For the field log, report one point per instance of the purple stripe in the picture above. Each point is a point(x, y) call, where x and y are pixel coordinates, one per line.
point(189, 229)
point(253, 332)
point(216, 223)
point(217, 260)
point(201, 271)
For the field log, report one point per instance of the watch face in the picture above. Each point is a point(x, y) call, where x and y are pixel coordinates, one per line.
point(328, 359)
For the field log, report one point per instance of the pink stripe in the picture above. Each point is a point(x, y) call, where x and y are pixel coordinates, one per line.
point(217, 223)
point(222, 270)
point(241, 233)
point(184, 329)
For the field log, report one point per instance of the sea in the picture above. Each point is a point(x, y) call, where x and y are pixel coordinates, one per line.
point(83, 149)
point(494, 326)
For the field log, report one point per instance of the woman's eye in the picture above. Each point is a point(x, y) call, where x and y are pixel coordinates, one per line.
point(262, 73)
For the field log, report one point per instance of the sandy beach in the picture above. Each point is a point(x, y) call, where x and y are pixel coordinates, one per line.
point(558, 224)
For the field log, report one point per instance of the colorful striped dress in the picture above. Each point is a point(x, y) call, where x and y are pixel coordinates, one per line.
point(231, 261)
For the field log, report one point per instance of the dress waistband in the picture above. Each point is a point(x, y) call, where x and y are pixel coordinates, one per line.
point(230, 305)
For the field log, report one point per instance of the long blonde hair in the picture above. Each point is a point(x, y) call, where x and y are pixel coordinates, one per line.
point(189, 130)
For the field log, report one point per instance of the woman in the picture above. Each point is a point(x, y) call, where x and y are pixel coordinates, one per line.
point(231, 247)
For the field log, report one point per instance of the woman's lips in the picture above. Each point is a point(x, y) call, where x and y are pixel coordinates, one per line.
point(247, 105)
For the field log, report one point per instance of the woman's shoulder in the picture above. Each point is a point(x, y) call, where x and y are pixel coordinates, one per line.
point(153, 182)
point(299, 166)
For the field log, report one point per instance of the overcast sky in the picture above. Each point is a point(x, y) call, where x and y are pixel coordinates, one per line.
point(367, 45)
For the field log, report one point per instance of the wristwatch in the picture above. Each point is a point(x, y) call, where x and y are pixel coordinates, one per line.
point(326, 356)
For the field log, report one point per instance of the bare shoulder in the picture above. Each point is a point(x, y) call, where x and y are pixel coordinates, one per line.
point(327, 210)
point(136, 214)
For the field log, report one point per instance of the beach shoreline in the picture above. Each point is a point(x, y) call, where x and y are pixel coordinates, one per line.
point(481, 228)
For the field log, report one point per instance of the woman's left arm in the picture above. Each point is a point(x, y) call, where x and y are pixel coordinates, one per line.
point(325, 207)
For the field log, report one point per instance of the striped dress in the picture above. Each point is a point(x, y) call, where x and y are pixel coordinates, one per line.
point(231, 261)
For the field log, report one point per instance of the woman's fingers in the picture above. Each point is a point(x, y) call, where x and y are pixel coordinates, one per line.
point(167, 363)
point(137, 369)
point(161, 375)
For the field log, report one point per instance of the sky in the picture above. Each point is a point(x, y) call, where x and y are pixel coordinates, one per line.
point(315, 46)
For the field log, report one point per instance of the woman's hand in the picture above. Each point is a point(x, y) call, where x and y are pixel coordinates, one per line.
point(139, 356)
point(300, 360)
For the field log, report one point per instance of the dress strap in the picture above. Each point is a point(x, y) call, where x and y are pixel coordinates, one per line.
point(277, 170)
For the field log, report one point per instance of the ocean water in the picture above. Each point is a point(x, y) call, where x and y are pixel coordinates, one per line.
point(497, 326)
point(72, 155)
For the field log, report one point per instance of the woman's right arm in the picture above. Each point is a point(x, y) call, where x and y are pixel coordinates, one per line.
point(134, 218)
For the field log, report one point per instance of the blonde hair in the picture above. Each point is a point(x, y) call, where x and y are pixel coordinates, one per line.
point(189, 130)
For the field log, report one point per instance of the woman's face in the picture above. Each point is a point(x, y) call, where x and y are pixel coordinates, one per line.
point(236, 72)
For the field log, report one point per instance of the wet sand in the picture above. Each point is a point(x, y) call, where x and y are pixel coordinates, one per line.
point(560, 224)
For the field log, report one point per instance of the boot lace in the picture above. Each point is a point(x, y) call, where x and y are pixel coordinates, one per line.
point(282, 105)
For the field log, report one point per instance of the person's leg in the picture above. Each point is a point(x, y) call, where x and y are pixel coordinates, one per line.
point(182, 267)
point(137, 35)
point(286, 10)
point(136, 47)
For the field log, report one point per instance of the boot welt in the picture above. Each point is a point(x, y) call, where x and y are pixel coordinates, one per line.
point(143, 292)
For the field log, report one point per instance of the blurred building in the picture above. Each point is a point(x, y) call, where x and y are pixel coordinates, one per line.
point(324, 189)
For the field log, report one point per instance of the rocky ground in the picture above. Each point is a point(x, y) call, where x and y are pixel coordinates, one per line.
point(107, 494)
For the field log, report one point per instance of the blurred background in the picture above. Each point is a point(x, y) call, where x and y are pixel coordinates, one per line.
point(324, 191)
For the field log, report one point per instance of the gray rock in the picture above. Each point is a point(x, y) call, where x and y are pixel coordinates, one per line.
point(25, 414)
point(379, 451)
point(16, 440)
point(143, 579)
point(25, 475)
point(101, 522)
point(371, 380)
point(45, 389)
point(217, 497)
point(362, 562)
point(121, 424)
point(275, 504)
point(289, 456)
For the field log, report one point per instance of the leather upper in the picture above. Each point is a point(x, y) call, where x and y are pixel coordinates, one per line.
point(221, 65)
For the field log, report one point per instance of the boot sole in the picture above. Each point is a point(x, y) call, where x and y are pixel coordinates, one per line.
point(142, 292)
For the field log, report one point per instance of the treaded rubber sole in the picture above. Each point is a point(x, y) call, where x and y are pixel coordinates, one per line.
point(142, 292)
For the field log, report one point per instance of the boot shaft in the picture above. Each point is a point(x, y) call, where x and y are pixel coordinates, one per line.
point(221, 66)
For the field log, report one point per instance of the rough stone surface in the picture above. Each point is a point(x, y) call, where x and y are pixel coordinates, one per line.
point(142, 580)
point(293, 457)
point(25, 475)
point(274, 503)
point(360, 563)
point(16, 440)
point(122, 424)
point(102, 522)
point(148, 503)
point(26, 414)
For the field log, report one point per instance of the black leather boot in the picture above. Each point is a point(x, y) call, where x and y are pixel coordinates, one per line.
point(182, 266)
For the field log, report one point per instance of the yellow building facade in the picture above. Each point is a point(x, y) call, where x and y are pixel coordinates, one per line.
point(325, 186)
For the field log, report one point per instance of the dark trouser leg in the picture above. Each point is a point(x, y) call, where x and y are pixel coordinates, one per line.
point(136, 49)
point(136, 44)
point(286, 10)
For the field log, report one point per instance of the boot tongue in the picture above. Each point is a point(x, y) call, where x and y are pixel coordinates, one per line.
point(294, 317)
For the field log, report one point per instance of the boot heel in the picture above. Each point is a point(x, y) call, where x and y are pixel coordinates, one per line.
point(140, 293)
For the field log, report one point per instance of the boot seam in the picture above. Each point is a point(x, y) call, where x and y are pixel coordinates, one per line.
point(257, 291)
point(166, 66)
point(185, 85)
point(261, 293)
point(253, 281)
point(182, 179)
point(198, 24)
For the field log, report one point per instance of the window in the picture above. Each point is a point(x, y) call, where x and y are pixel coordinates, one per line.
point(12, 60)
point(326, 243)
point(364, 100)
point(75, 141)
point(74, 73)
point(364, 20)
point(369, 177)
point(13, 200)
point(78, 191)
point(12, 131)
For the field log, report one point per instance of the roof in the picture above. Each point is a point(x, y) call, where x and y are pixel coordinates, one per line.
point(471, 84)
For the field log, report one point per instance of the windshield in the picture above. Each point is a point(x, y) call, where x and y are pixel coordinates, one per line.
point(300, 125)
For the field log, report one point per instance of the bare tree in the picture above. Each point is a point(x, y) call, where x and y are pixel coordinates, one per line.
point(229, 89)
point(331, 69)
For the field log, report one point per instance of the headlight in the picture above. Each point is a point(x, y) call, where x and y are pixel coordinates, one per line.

···

Exercise aim: Put the lines above, from the very first one through the line containing "point(494, 326)" (both included), into a JSON list of strings with one string per line, leaving out any blank lines.

Finished task:
[
  "For the field log, report one point per instance of the purple stripe in the picture above. Each point is a point(x, y) call, where x and y are pixel coordinates, one per line.",
  "point(189, 229)",
  "point(253, 332)",
  "point(216, 223)",
  "point(217, 260)",
  "point(201, 271)",
  "For the field log, report one point per instance of the watch face in the picture above. Each point is a point(x, y) call, where x and y are pixel coordinates, one per line.",
  "point(328, 359)",
  "For the field log, report one point per instance of the pink stripe in the picture above. Each point is a point(x, y) call, where x and y are pixel coordinates, one per line.",
  "point(217, 223)",
  "point(222, 270)",
  "point(241, 233)",
  "point(184, 329)",
  "For the field log, report one point per instance of the sea in the picture above. Each point is a point(x, y) call, where x and y are pixel coordinates, one per line.",
  "point(83, 149)",
  "point(494, 326)"
]